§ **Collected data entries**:

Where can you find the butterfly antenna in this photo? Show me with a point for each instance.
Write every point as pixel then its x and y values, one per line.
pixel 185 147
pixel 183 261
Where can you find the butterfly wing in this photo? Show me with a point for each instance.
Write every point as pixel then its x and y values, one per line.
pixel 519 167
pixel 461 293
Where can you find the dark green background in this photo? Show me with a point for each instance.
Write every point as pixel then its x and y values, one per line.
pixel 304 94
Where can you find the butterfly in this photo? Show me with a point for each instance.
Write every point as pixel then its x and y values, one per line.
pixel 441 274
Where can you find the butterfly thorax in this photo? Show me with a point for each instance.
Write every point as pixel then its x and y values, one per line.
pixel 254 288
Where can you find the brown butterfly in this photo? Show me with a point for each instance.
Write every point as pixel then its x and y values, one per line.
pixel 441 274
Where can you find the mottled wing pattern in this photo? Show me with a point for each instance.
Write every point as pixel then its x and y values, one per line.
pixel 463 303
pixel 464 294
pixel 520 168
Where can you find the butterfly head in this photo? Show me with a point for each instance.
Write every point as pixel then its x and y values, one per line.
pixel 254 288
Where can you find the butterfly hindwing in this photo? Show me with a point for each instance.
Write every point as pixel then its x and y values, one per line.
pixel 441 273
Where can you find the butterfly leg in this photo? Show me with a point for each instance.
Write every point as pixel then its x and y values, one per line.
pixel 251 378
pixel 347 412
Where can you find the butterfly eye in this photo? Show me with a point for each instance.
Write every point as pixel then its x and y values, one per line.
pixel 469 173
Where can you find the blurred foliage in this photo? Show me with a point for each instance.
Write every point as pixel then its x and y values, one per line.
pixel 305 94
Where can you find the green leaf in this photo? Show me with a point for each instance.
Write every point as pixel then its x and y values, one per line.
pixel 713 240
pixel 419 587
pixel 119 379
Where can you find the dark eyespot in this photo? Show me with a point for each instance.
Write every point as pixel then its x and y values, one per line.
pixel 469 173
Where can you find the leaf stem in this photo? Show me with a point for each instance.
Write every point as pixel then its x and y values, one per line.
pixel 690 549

§ **GIVEN EXERCISE**:
Convert every line of the data above into a JSON array of strings, one string per line, with blank lines omitted.

§ **WRITTEN SOLUTION**:
[
  "Where can you find the butterfly antenna in this photo? Show me with a point for each instance.",
  "Write every point as pixel then its x and y values, one per line.",
  "pixel 185 147",
  "pixel 183 261",
  "Where can you find the butterfly wing in this photo? Show me with a point for each instance.",
  "Write every point as pixel then its x and y values, one per line.",
  "pixel 519 167",
  "pixel 461 293",
  "Where can you find the dark green background in this photo? Show me with a point for each instance.",
  "Write every point as pixel then its x and y values, one per line.",
  "pixel 304 94",
  "Where can you find the butterfly in this photo? Show me with a point for each instance.",
  "Write every point as pixel then its x and y values, one per line.",
  "pixel 441 274",
  "Where can you find the butterfly thorax in this photo? Show me with a point for each instance.",
  "Write every point as pixel then its x and y values, one per line.",
  "pixel 254 288",
  "Where can you find the brown butterfly in this photo? Show me with a point for each instance.",
  "Write every point as pixel then its x and y values, one per line.",
  "pixel 441 274",
  "Where can you find the mottled wing pattern in this photo? Show me with a point for each instance.",
  "Write every point as pixel then its x and y values, one per line.",
  "pixel 463 303",
  "pixel 464 294",
  "pixel 520 168",
  "Where can you find the butterfly head in this photo? Show me with a point for each instance.",
  "Write every point as pixel then its x and y values, one per line.",
  "pixel 254 288",
  "Where can you find the butterfly hindwing in this photo? Show me with a point for each instance.",
  "Write every point as pixel then its x and y values, one per line.",
  "pixel 441 273",
  "Where can you find the butterfly leg in this photo? Show me with a point for each instance.",
  "Write every point as pixel then its x and y values, one per line.",
  "pixel 251 378",
  "pixel 347 412",
  "Where can you find the butterfly eye in this photo? Show me with a point for each instance.",
  "Write every point as pixel then its x and y values, one per line.",
  "pixel 469 173",
  "Where can you find the blurred foliage in this photo? Show me with a point for each instance.",
  "Write every point as pixel then its x and y values, one per line.",
  "pixel 305 94",
  "Where can you find the green leaf in this photo? Show me with a point for each instance.",
  "Write every point as pixel then its x and y values, one per line.",
  "pixel 713 240",
  "pixel 419 587",
  "pixel 119 379",
  "Where can you find the dark eyespot in this photo? Show me with a point for each instance.",
  "Write every point as pixel then its x and y values, one per line.",
  "pixel 469 173",
  "Where can you find the leaf stem in this photo? Show me with a point for each instance.",
  "Write every point as pixel then its x and y values, one per line.",
  "pixel 690 549"
]